* **Work request**: Keeping every character intact, repeat the whole listing.

* **Dataset content**:
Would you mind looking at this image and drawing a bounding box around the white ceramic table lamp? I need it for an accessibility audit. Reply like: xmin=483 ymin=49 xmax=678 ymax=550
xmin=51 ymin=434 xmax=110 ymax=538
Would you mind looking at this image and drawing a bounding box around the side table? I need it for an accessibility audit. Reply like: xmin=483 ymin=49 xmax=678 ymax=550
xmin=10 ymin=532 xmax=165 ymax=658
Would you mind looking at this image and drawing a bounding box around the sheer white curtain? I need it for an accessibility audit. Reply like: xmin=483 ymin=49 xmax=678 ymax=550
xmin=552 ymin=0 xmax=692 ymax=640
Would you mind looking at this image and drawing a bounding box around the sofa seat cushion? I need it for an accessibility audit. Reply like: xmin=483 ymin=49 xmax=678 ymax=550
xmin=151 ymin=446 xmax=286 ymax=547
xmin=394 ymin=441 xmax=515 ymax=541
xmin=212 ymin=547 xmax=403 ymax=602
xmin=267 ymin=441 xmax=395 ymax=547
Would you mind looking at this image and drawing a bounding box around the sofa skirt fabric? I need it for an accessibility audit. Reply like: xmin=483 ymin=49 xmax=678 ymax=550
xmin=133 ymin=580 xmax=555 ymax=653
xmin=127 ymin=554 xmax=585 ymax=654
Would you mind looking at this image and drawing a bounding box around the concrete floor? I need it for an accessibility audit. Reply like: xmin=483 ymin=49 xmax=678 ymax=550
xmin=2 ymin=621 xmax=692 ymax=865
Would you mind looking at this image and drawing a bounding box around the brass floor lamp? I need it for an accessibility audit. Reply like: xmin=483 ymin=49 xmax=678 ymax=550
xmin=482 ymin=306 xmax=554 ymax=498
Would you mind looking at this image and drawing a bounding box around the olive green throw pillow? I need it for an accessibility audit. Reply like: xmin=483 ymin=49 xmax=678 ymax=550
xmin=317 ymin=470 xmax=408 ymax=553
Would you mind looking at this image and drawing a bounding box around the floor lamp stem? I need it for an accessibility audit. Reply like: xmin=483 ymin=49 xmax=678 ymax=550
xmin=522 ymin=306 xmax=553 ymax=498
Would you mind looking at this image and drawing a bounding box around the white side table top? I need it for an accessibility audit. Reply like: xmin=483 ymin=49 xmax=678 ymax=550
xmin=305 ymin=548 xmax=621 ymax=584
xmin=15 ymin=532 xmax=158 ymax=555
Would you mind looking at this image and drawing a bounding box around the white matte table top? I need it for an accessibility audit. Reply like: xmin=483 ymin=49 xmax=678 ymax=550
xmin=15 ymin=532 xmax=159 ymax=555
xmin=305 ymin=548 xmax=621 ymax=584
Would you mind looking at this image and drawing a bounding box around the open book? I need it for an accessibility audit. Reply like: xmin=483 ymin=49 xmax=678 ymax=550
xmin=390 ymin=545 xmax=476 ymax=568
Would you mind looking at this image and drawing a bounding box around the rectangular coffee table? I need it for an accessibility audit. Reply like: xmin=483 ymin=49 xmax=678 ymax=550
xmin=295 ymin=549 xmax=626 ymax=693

* **Result of this exercise**:
Would you mind looking at this image and drawing a bounding box around the white ceramic table lamp? I need it for an accessibility audit. Reply like: xmin=483 ymin=49 xmax=678 ymax=550
xmin=51 ymin=434 xmax=110 ymax=538
Would you mind looking at this image and drawing a bounding box around the side table? I need it for an accessibility audit. Reply like: xmin=483 ymin=49 xmax=678 ymax=550
xmin=10 ymin=532 xmax=165 ymax=658
Would you mind looking at this image and drawing a bounding box around the sheer white curtain? I need it for an accessibility audit. Reply like: xmin=483 ymin=49 xmax=678 ymax=550
xmin=552 ymin=0 xmax=692 ymax=640
Would you mind looking at this image and drawing a bounding box around the sofa seat cushion? I need it for an accessibility audit. Reply like: xmin=483 ymin=49 xmax=678 ymax=550
xmin=151 ymin=446 xmax=286 ymax=547
xmin=394 ymin=441 xmax=515 ymax=541
xmin=212 ymin=547 xmax=403 ymax=602
xmin=267 ymin=441 xmax=395 ymax=547
Would you mind looking at this image and drawing a bounding box around the sofa skirt fabric? I need it for an accessibility audit. Reply like: xmin=483 ymin=49 xmax=678 ymax=550
xmin=133 ymin=580 xmax=555 ymax=653
xmin=127 ymin=554 xmax=585 ymax=654
Would you mind looking at this image and drawing a bounding box around the concrete floor? I need it for an accessibility audit. Reply like: xmin=483 ymin=49 xmax=678 ymax=550
xmin=2 ymin=621 xmax=692 ymax=865
Would you mind looking at this image and drawing a bounding box around the brass floor lamp? I need it for an accessibility audit. Reply like: xmin=483 ymin=49 xmax=678 ymax=550
xmin=482 ymin=306 xmax=554 ymax=498
Would you mind looking at this image and drawing a bounding box around the olive green throw pillow? I need it for an accessibility audit. Reply like: xmin=483 ymin=49 xmax=678 ymax=550
xmin=317 ymin=470 xmax=408 ymax=553
Would you mind looking at this image and drawing a bounding box around the floor lamp stem? I need it for an accessibility audit. Reply like: xmin=483 ymin=49 xmax=678 ymax=550
xmin=522 ymin=306 xmax=553 ymax=498
Would you mind looking at this image and drawing a bounding box around the white side table top? I need it for an accessibility audit. Reply like: xmin=483 ymin=49 xmax=678 ymax=550
xmin=305 ymin=548 xmax=621 ymax=584
xmin=15 ymin=532 xmax=158 ymax=555
Would you mind looking at this image and drawing a bounding box around the white matte table top? I need it for an accessibility audit. Reply like: xmin=483 ymin=49 xmax=678 ymax=550
xmin=15 ymin=532 xmax=159 ymax=555
xmin=305 ymin=548 xmax=621 ymax=584
Would you mind looking at this image and drawing a bounding box around the open book? I need it for an accessibility audit. Reply like: xmin=483 ymin=49 xmax=678 ymax=550
xmin=390 ymin=545 xmax=476 ymax=568
Would you mind looking at this image and drawing a bounding box around the rectangular coffee table? I need it for an accessibility audit. Reply like: xmin=483 ymin=49 xmax=678 ymax=550
xmin=295 ymin=549 xmax=626 ymax=693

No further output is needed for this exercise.